Studio album /live album by The Marshall Tucker Band
- Released: November 1974
- Recorded: Live at Uhlein Hall, Performing Arts Center, Milwaukee, Wisconsin July 31, 1974 Capricorn Studios, Macon, Georgia, 1974
- Genre: Southern rock; progressive country; jazz rock;
- Length: 74:09
- Label: Capricorn Records
- Producer: Paul Hornsby

The Marshall Tucker Band chronology
| A New Life (1974) | Where We All Belong (1974) | Searchin' for a Rainbow (1975) |

= Where We All Belong =

Where We All Belong is the third album by the Marshall Tucker Band. Released in 1974, the double album consists of a studio album and a live album; the former focuses on progressive country songs, while the latter focuses on jazz rock and Southern rock jamming. Musician Charlie Daniels guests on two songs, one from each album.

== Composition ==

Where We All Belong is a double album, consisting of a studio album and a live album. The staff writers of Classic Rock had differing opinions on where the style of the studio disc placed, with one writer opinining that, despite the band's status as a Southern rock group, the studio recordings were not Southern rock at all, but somewhat jazzy, commercial rock music, comparable to the band Chicago. Another staff writer within the same piece said that the studio recordings were progressive country. The live recording fits the categorization of Southern rock more definitively, as well as falling into the genre of jazz rock.

◆ ◆ ◆

§ DIRECTIVE A: In the entries, swap "thin tree trunk" for "slender tree trunk" in the lines beginning with the one containing "I'd appreciate your help locating every thin" and running through the one containing "0 406 492 650", and give those lines back with nothing else changed.
The text and the entries were taken from unrelated sources.

◆ ◆ ◆

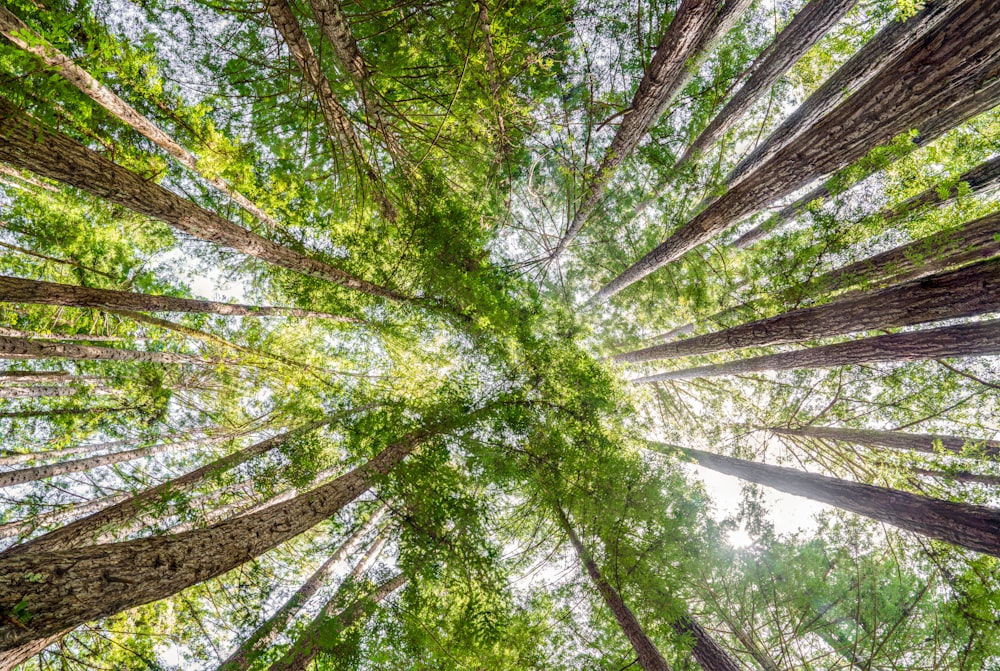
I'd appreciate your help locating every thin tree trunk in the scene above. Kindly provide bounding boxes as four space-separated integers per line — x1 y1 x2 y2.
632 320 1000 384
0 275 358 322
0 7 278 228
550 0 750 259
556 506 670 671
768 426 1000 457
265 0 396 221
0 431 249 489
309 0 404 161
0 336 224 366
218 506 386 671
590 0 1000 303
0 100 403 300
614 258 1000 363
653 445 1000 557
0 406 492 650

◆ ◆ ◆

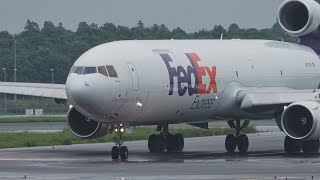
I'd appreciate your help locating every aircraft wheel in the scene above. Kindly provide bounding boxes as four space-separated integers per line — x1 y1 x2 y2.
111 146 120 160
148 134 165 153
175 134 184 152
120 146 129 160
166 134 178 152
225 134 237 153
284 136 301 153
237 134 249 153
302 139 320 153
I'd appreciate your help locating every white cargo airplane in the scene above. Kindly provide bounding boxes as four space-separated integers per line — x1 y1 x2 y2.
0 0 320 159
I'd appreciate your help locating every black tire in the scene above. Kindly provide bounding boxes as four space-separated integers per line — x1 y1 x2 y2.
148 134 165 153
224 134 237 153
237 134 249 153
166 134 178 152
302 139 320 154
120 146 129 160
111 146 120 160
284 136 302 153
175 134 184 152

◆ ◆ ◆

§ DIRECTIVE B: Extend the article on the Marshall Tucker Band album Where We All Belong, picking up after its last sentence.

§ EXPECTED ANSWER A:
I'd appreciate your help locating every slender tree trunk in the scene above. Kindly provide bounding boxes as four space-separated integers per line — x1 y1 x2 y2.
632 320 1000 384
0 275 358 322
0 7 278 228
550 0 750 259
556 506 670 671
768 426 1000 457
265 0 396 221
0 431 249 489
309 0 404 161
0 336 224 366
218 506 386 671
590 0 1000 303
0 100 403 300
614 258 1000 363
653 445 1000 557
0 406 492 650

§ EXPECTED ANSWER B:
==Reception==

Stephen Thomas Erlewine wrote for AllMusic, "Although it runs a little long, Where We All Belong captures the sound of The Marshall Tucker Band coming into its own". The staff of Classic Rock magazine gave the album a score of 6.88 out of 10 from 59 votes, with one writer opinining that the album was at its strongest in its rock and blues-oriented material, and at its weakest in its country songs.

Professional ratings
Review scores
| Source | Rating |
| Allmusic |  |

==Track listing==
All songs written by Toy Caldwell, except where noted.

===Side one===
1. "This Ol' Cowboy" - 6:42
2. "Low Down Ways" - 3:00
3. "In My Own Way" - 7:17

===Side two===
1. "How Can I Slow Down" - 3:19
2. "Where a Country Boy Belongs" - 4:32
3. "Now She's Gone" (Toy and Tommy Caldwell) - 4:20
4. "Try One More Time" - 4:46

===Side three===
1. "Ramblin'" - 6:13
2. "24 Hours at a Time" - 13:57

===Side four===
1. "Everyday (I Have the Blues)" (Peter Chatman) - 11:48
2. "Take the Highway" - 7:26

- CD reissue bonus track
"See You Later, I'm Gone" (Live at Winterland Auditorium in San Francisco, CA, September 1973) - 3:13

==Personnel==
- Doug Gray – lead vocals, percussion
- Toy Caldwell – electric and acoustic guitars, steel guitar, lead vocals on "This Ol' Cowboy" and "Everyday (I Have the Blues)"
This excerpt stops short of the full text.